Altman says "The fair comparison is if you ask ChatGPT a question, how much energy does it take once a model is trained to answer that question, versus a human, and probably AI has already caught up on an energy efficiency basis, measured that way".

This is really devious: (1/3)
https://www.cnbc.com/2026/02/23/openai-altman-defends-ai-resource-usage-water-concerns-fake-humans-use-energy-summit.html

This is really devious: it gives the impression that what really matters is the energy efficiency per query, whereas of course energy efficiency has never led to reduced energy use. The whole history of the industrial revolution is one of improving energy efficiency. This is what caused global warming: it became cost effective to burn all that coal and oil.
(2/3)

By phrasing it as a ChatGPT-vs-human comparison he is aiming to distract us from the only real issue: the additional emissions caused by the "AI" hype he is so desperate to keep alive.

And of course it also suggests we could offset the energy use of his precious "AI" by having fewer humans. Altman is easily one of the most loathsome people on the planet.
(3/3)
#NoToAI

@wim_v12e Funny how when they want to downplay environmental impact they measure water/energy use against a query/less than a token of use, but when they are hyping the tech they talk about using up millions of tokens at once
@nirak Yes, it is always enlightening to compare sustainability statements against the growth projections for investors.

@wim_v12e And it completely eliminates the cost of training from the discussion, even though there is no indication that they or their successors will stop *training new models* no matter how good the existing models are.

Until they provide a metric for "this is when we will stop training new models" I don't think "excluding the cost of training" is a viable basis.

@Robotistry I agree, it is considerable, especially as the energy cost of training has increased a lot because of the "reasoning" models. But with agentic "AI", I think the cost of inference is much higher than the training cost. He avoided that as well by focusing on ChatGPT.

## Work to complete
Reproduce the stretch of the thread on Altman's AI energy comparison from "Until they provide" through "focusing on ChatGPT.".

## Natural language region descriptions
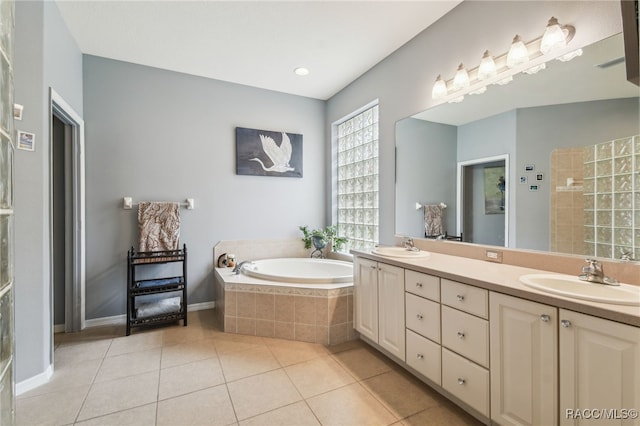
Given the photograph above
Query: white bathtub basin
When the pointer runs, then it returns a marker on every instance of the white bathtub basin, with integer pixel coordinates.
(569, 286)
(399, 252)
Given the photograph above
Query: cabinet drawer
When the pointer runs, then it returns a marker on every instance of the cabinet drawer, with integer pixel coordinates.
(466, 334)
(422, 284)
(424, 356)
(423, 316)
(466, 380)
(465, 297)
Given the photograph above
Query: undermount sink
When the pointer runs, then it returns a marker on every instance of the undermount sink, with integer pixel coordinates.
(400, 252)
(568, 286)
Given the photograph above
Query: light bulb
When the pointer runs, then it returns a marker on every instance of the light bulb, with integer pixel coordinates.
(518, 53)
(487, 68)
(439, 88)
(554, 38)
(461, 79)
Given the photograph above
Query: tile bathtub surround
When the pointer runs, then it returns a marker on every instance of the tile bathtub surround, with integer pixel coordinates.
(200, 375)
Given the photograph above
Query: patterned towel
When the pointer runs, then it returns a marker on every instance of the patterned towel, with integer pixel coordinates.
(158, 226)
(433, 220)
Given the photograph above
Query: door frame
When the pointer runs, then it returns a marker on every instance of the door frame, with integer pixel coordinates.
(75, 288)
(460, 191)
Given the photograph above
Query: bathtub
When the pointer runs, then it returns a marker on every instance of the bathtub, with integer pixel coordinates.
(300, 270)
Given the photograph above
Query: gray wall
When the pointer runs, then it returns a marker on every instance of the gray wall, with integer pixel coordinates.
(402, 82)
(163, 136)
(45, 56)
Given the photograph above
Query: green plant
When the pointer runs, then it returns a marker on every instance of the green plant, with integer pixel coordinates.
(328, 235)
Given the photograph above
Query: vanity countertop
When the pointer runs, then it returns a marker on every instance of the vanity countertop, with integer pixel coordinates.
(504, 278)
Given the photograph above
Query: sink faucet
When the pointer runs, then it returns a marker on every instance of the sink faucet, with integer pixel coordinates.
(594, 273)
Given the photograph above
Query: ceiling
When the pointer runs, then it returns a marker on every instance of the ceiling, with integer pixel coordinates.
(254, 43)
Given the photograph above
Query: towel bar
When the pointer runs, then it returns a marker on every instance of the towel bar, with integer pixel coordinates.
(127, 203)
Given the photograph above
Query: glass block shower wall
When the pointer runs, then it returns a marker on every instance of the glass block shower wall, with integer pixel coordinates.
(612, 198)
(7, 382)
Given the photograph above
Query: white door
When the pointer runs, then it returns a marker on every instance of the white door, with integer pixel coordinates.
(599, 370)
(524, 361)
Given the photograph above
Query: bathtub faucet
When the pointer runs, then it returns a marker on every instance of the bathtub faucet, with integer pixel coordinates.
(239, 266)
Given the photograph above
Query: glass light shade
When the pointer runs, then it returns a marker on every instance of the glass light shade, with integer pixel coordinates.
(554, 38)
(487, 68)
(518, 53)
(439, 89)
(461, 79)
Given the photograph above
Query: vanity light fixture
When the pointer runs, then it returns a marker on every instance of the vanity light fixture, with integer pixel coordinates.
(528, 58)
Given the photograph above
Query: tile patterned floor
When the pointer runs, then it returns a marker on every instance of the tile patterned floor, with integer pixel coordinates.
(199, 375)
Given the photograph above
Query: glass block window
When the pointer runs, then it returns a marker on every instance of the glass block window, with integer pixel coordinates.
(357, 179)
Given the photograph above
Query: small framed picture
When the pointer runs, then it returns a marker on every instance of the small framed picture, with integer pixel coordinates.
(26, 141)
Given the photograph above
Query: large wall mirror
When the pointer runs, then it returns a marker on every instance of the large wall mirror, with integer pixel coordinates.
(570, 136)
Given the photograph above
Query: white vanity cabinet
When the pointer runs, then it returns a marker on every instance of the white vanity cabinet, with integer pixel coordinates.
(599, 368)
(524, 361)
(379, 304)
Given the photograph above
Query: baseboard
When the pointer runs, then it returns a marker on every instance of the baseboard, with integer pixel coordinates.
(35, 381)
(122, 319)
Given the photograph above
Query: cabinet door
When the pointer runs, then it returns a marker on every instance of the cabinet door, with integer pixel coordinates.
(524, 372)
(365, 297)
(599, 368)
(391, 309)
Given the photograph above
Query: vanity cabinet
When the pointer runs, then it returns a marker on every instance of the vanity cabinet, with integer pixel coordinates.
(524, 361)
(379, 304)
(599, 367)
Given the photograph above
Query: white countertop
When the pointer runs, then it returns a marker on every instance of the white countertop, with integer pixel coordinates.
(504, 278)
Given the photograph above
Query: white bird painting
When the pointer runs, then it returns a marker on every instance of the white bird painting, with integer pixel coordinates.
(280, 156)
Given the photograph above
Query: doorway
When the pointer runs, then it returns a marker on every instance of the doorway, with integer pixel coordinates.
(483, 200)
(67, 206)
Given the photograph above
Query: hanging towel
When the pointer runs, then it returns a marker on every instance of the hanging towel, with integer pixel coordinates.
(158, 226)
(434, 220)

## Solved exercise
Until they provide a metric for "this is when we will stop training new models" I don't think "excluding the cost of training" is a viable basis.

@Robotistry I agree, it is considerable, especially as the energy cost of training has increased a lot because of the "reasoning" models. But with agentic "AI", I think the cost of inference is much higher than the training cost. He avoided that as well by focusing on ChatGPT.